Laying Workers In Package Bees?

Laying Workers in Package Bees? Yes, it happened. But it shouldn’t.

Upon inspecting one of my newly installed packages last week to check for eggs,  I came across this lovely sight – not one, not two, but multiple eggs per cell. Some cells had only a few eggs and some were overflowing with 7 or more eggs. Eggs were on top of pollen and bee bread. Eggs were on the cell walls, the center of the cells, the sides of the cells and off center. The bees laying eggs here were indiscriminate. This was more than a new queen gone rogue, this was a sign of laying workers.

Multiple eggs per cell a sign of laying workers.
Multiple eggs per cell is a sign of laying workers.
◇ ◇ ◇ ◇
• _WHAT IS EXPECTED_
Transcribe the stretch of the post on laying workers from "Upon inspecting one" through "was a sign of laying workers.". The material after this point is separate from the post on laying workers.

Items from a data source
◇ ◇ ◇ ◇
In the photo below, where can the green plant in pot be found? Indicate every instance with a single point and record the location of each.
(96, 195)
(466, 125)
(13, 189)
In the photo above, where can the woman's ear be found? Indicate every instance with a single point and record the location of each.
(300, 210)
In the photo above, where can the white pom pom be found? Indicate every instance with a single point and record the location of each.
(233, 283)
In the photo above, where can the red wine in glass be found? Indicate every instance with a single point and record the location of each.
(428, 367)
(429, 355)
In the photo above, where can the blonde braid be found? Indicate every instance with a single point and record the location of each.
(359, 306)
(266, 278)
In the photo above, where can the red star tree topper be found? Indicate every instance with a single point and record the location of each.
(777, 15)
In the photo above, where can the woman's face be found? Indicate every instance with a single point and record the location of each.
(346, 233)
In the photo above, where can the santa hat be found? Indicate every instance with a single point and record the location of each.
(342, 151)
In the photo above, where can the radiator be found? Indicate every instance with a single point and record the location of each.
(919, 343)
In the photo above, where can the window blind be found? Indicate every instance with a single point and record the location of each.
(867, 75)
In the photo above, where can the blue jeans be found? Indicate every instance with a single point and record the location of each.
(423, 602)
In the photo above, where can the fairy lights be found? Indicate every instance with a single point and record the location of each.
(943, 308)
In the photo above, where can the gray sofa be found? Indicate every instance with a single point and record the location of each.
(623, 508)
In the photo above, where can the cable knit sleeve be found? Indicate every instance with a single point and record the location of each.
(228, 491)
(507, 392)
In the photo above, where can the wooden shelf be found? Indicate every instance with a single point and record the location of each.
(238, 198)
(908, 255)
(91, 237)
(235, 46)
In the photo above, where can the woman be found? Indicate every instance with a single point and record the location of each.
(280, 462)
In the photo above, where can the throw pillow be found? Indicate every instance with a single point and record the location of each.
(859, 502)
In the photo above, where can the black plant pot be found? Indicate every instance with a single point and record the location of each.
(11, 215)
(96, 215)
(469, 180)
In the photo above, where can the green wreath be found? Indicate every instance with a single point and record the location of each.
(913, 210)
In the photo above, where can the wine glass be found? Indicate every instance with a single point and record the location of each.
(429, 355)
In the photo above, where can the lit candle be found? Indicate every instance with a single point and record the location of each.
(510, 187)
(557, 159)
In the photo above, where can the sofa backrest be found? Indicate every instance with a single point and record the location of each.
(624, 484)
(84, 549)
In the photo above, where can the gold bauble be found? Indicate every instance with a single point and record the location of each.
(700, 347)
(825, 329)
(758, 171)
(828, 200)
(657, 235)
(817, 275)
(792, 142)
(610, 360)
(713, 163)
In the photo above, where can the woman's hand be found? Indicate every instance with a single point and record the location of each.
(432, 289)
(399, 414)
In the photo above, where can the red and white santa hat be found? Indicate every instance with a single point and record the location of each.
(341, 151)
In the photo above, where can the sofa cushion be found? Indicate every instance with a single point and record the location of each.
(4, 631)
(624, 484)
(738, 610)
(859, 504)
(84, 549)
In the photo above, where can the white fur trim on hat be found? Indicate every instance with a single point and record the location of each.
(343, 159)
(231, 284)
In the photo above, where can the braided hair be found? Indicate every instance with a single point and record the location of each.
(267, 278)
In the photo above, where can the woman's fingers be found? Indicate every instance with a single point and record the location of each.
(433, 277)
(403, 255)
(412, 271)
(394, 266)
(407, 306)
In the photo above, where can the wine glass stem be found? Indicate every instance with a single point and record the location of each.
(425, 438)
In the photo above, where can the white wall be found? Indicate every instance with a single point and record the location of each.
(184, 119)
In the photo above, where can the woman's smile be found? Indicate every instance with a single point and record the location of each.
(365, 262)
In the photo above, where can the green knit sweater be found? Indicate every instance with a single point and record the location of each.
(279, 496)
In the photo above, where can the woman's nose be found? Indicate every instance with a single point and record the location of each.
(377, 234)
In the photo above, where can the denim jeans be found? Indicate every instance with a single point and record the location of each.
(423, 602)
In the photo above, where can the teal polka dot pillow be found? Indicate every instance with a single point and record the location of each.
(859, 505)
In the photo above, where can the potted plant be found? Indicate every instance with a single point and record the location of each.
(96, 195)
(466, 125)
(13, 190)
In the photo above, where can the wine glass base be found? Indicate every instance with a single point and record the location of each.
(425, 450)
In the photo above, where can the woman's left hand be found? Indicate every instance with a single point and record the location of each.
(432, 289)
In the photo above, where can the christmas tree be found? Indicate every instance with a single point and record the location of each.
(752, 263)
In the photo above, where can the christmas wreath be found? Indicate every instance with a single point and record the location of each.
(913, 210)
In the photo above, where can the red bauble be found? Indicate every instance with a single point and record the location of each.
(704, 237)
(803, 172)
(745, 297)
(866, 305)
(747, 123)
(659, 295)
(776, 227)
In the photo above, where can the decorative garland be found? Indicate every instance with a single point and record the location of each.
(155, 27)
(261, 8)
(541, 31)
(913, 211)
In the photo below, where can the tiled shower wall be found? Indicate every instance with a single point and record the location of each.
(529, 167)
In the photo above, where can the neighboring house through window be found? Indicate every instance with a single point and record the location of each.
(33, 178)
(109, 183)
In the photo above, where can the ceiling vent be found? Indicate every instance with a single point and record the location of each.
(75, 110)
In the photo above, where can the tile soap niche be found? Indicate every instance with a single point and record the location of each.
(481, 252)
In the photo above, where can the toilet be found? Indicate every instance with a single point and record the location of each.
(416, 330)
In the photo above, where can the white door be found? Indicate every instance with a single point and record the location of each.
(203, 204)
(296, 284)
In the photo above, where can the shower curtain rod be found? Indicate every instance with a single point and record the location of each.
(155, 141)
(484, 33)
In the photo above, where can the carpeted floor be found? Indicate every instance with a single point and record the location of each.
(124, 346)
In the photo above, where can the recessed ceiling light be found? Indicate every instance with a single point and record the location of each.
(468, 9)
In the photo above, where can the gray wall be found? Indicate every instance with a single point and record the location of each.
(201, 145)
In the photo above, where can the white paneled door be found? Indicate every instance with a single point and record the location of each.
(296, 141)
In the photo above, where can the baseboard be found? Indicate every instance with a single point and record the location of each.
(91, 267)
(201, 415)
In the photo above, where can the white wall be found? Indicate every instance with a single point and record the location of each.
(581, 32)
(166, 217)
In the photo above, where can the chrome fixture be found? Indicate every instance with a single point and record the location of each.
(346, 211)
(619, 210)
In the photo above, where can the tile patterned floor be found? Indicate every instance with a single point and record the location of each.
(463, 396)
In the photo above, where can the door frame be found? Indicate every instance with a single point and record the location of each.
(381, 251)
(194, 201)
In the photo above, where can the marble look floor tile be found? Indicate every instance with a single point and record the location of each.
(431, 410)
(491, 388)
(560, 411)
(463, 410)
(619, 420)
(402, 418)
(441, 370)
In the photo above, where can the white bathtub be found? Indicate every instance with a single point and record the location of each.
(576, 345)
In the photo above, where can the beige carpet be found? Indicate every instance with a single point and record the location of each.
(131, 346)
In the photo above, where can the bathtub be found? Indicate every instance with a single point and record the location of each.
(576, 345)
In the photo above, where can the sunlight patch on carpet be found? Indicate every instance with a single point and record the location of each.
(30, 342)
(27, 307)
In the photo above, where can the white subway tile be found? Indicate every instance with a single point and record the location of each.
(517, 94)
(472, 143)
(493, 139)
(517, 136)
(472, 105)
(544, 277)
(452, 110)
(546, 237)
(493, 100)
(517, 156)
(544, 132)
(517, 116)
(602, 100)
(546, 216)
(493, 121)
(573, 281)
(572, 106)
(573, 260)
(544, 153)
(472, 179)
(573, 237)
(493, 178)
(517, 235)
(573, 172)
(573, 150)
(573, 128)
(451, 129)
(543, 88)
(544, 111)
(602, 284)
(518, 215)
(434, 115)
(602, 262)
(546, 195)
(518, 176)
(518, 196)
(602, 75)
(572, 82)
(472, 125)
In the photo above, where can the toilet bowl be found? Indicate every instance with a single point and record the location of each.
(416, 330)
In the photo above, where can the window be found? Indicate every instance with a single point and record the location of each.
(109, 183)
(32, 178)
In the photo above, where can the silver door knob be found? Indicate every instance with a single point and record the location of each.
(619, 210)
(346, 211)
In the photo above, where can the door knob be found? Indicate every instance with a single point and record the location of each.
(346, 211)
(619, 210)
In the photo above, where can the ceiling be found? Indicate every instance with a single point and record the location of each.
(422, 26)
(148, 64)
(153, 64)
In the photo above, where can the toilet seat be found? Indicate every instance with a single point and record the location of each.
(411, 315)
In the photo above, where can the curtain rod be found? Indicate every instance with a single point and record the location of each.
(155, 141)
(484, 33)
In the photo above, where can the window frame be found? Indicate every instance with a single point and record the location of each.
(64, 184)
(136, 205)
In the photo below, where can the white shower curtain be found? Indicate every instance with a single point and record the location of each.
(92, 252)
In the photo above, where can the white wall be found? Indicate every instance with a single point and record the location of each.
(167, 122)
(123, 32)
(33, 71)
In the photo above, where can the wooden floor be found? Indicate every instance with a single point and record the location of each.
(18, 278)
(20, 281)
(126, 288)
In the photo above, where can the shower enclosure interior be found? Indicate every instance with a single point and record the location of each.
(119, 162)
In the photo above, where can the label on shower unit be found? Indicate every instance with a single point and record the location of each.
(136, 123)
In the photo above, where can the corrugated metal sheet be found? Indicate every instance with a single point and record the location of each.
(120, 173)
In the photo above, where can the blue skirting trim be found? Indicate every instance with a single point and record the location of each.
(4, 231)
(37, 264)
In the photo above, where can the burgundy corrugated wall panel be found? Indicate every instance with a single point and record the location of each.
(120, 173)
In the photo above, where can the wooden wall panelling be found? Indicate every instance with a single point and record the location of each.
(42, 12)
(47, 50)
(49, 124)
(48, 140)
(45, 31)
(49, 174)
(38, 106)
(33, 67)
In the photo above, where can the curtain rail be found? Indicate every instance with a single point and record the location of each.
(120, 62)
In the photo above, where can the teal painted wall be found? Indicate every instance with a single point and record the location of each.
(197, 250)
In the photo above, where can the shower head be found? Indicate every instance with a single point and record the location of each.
◇ ◇ ◇ ◇
• _WRITTEN RESPONSE_
Upon inspecting one of my newly installed packages last week to check for eggs,  I came across this lovely sight – not one, not two, but multiple eggs per cell. Some cells had only a few eggs and some were overflowing with 7 or more eggs. Eggs were on top of pollen and bee bread. Eggs were on the cell walls, the center of the cells, the sides of the cells and off center. The bees laying eggs here were indiscriminate. This was more than a new queen gone rogue, this was a sign of laying workers.